Return the entire text below on Raasheda Burnett word for word, with nothing altered or left out.

= Document extract =
———

Art empowers life for Raasheda Burnett.
It started simply: with a pencil.
Raasheda Burnett was the middle of nine children being cared for by her grandmother. “My father was absent and my mother was an RN and a home health aide. She’d work four 12-hour shifts at the hospital and spend the other three days with her home health clients,” explained Burnett. “My grandmother was busy, busy, and she bought me a pencil kit to keep me entertained.” A passion ignited.
Burnett recalls sketching her grandmother’s house and backyard on repeat, unknowingly building her own foundation for life as an artist and art as a tool for life. “I was four or five when my dad left, and my mom had a stroke a few years later. I got put in the system, put under kinship care,” she said.
Burnett didn’t realize that art was healing for her. She didn’t understand her love of creating, but she leaned into it — expanding into jewelry making, evolving into poetry. “Sometime after my dad left, I began connecting to him through art with my poetry,” she said. Eventually, she came back to drawing, though. “I discovered that drawing was emotionally more palatable. Rather than saying ‘You’re gone,’ I could draw it.” She found solace operating in the blank spaces between the words.
Then she graduated.

———

Images for object localization:
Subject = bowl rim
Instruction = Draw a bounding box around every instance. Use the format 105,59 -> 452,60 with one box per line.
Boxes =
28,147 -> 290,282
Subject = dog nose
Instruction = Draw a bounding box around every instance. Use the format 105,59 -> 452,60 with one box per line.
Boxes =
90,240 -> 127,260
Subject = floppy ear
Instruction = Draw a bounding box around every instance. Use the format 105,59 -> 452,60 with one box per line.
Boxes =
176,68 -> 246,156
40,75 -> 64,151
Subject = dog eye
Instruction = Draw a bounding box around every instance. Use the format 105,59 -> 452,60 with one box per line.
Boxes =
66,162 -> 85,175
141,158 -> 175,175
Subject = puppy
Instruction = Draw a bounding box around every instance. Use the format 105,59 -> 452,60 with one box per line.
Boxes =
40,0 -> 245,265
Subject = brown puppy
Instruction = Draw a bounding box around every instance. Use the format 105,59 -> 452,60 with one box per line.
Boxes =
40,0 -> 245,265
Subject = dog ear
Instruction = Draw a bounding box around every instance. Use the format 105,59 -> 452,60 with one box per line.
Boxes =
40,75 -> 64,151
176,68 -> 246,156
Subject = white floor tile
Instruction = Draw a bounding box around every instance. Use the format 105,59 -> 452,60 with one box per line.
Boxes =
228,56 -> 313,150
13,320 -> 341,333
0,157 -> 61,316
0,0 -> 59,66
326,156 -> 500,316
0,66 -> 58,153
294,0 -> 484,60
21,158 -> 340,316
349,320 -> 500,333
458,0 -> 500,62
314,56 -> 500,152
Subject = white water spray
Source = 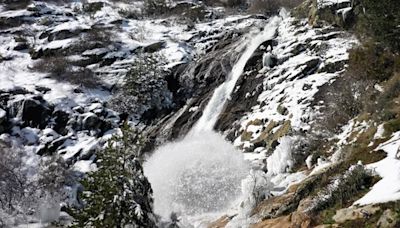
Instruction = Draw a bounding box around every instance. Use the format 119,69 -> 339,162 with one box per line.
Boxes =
144,17 -> 281,227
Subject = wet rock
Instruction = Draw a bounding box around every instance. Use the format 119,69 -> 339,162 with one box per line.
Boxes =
142,41 -> 166,53
14,43 -> 29,51
9,96 -> 53,129
0,108 -> 7,134
82,113 -> 101,130
35,86 -> 51,93
376,209 -> 400,228
47,29 -> 86,42
332,205 -> 380,223
52,110 -> 70,135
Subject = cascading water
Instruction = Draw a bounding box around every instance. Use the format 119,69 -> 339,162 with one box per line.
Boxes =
144,17 -> 280,227
192,17 -> 280,133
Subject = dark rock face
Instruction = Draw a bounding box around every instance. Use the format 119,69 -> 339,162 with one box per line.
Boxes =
9,96 -> 53,129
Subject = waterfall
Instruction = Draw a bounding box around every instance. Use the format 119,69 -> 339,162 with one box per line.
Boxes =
144,17 -> 281,227
192,17 -> 280,133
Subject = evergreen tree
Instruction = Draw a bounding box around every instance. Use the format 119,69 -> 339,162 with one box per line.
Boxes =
72,126 -> 155,227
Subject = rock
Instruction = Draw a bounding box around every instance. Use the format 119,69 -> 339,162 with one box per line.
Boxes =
21,99 -> 51,128
35,86 -> 51,93
142,41 -> 166,53
14,43 -> 29,51
52,110 -> 70,135
332,205 -> 380,223
0,108 -> 7,125
36,136 -> 71,156
9,96 -> 53,129
83,2 -> 105,13
207,215 -> 232,228
276,104 -> 289,116
376,209 -> 400,228
47,29 -> 85,42
82,113 -> 101,130
0,108 -> 7,134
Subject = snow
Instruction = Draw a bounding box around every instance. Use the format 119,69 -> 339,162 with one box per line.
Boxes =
0,108 -> 7,119
267,137 -> 293,175
354,132 -> 400,205
192,17 -> 282,132
73,160 -> 96,173
318,0 -> 351,8
374,124 -> 385,140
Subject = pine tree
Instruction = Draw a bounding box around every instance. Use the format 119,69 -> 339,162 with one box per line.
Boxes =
72,126 -> 155,227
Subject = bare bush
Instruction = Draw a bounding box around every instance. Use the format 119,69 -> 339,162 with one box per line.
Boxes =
313,74 -> 374,137
33,57 -> 99,88
110,54 -> 172,120
248,0 -> 303,13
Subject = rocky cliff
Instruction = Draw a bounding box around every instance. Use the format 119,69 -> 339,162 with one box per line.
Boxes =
0,0 -> 400,227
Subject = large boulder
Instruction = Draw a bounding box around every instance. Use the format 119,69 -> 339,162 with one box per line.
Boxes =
9,96 -> 53,129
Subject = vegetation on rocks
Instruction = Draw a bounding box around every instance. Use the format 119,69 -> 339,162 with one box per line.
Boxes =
110,54 -> 173,120
71,126 -> 155,227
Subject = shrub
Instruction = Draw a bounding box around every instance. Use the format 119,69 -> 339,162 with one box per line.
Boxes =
71,126 -> 155,227
33,57 -> 99,88
348,42 -> 399,82
249,0 -> 303,13
359,0 -> 400,52
110,54 -> 172,120
0,0 -> 31,10
308,165 -> 373,212
143,0 -> 169,16
313,75 -> 368,137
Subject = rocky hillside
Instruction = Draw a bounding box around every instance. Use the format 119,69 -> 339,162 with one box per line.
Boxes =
0,0 -> 400,227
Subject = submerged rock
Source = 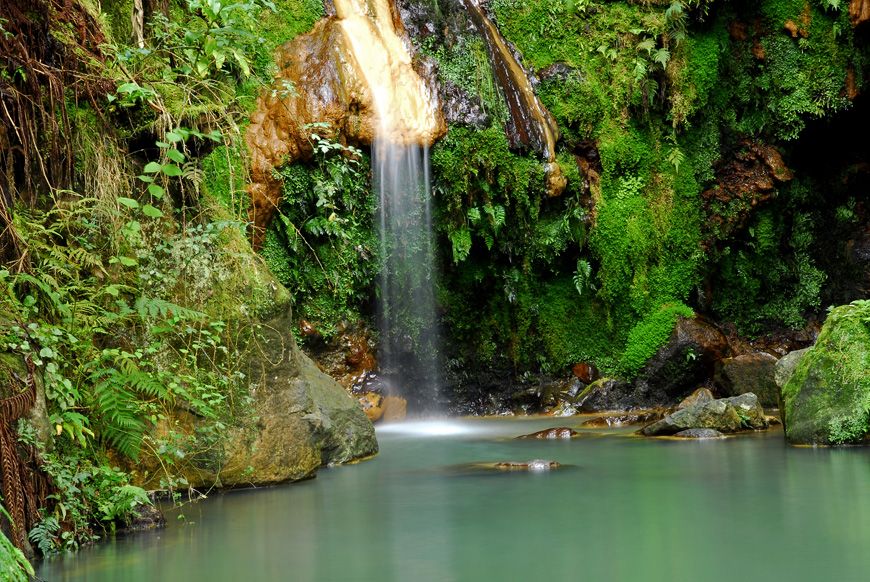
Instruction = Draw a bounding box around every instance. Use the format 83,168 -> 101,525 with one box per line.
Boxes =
781,301 -> 870,445
674,428 -> 725,439
716,352 -> 779,408
640,393 -> 768,436
580,410 -> 664,428
119,504 -> 166,533
495,459 -> 561,472
517,426 -> 580,440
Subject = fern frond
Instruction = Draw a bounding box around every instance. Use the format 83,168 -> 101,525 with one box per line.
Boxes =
135,295 -> 205,320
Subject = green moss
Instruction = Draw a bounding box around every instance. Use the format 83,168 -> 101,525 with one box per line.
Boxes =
782,301 -> 870,444
99,0 -> 133,44
619,303 -> 694,377
537,278 -> 626,374
202,140 -> 251,220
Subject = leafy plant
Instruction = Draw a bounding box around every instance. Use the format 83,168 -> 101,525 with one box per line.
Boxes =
0,498 -> 36,582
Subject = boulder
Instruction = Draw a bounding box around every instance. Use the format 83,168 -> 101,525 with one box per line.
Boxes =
632,316 -> 728,408
357,392 -> 384,422
547,400 -> 577,417
773,348 -> 810,390
495,459 -> 561,472
781,300 -> 870,445
674,428 -> 725,440
715,352 -> 779,408
245,1 -> 447,247
384,396 -> 408,422
677,388 -> 716,409
131,310 -> 378,489
640,393 -> 768,436
517,426 -> 579,440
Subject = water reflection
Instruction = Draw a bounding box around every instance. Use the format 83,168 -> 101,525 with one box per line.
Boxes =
40,419 -> 870,582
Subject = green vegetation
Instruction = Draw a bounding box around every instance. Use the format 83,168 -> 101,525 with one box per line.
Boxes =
0,0 -> 870,568
0,0 -> 322,560
261,126 -> 378,336
782,300 -> 870,445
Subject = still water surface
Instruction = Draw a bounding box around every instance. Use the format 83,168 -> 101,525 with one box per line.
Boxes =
39,417 -> 870,582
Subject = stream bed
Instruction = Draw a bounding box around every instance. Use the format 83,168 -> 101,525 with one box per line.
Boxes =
38,417 -> 870,582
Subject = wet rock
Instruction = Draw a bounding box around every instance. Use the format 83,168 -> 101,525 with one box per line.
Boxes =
773,348 -> 810,389
674,428 -> 725,439
245,0 -> 447,247
677,388 -> 716,409
538,63 -> 580,81
701,141 -> 793,245
580,410 -> 664,428
305,324 -> 378,394
547,401 -> 577,418
120,504 -> 166,533
715,352 -> 779,408
640,393 -> 768,436
131,309 -> 378,489
440,81 -> 492,129
563,380 -> 588,402
357,392 -> 384,422
383,396 -> 408,422
495,459 -> 561,473
463,0 -> 567,197
577,378 -> 647,412
571,362 -> 598,384
633,316 -> 728,408
517,426 -> 579,440
780,301 -> 870,445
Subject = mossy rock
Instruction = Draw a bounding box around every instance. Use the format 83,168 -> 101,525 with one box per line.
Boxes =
782,300 -> 870,445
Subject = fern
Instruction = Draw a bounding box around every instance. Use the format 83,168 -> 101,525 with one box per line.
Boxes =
135,295 -> 205,320
0,504 -> 36,582
449,228 -> 471,264
27,515 -> 60,556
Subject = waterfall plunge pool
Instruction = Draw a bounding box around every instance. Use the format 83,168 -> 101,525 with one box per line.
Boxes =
38,417 -> 870,582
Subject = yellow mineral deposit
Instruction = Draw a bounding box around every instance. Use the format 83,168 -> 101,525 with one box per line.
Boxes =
246,0 -> 447,246
463,0 -> 567,196
334,0 -> 443,145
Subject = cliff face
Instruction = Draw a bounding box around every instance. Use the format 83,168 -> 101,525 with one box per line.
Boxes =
247,0 -> 447,247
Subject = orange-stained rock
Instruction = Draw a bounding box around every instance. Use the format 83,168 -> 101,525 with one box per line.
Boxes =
358,392 -> 384,422
701,139 -> 793,244
517,426 -> 578,440
571,362 -> 598,384
246,0 -> 447,247
383,396 -> 408,422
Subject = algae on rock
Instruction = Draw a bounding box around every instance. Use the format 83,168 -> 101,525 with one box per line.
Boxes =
782,300 -> 870,445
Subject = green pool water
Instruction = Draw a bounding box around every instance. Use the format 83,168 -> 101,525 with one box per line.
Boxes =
38,417 -> 870,582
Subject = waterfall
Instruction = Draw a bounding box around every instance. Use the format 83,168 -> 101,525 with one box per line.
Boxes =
335,0 -> 441,410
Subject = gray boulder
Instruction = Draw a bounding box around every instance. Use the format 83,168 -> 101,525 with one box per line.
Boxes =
640,393 -> 768,436
674,428 -> 725,440
715,352 -> 779,408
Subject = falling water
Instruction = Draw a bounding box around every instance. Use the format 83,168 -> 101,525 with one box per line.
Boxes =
335,0 -> 440,410
372,139 -> 440,407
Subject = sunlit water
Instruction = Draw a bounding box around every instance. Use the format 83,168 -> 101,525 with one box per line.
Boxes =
39,418 -> 870,582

———

= Task solution =
Art empowers life for Raasheda Burnett.
It started simply: with a pencil.
Raasheda Burnett was the middle of nine children being cared for by her grandmother. “My father was absent and my mother was an RN and a home health aide. She’d work four 12-hour shifts at the hospital and spend the other three days with her home health clients,” explained Burnett. “My grandmother was busy, busy, and she bought me a pencil kit to keep me entertained.” A passion ignited.
Burnett recalls sketching her grandmother’s house and backyard on repeat, unknowingly building her own foundation for life as an artist and art as a tool for life. “I was four or five when my dad left, and my mom had a stroke a few years later. I got put in the system, put under kinship care,” she said.
Burnett didn’t realize that art was healing for her. She didn’t understand her love of creating, but she leaned into it — expanding into jewelry making, evolving into poetry. “Sometime after my dad left, I began connecting to him through art with my poetry,” she said. Eventually, she came back to drawing, though. “I discovered that drawing was emotionally more palatable. Rather than saying ‘You’re gone,’ I could draw it.” She found solace operating in the blank spaces between the words.
Then she graduated.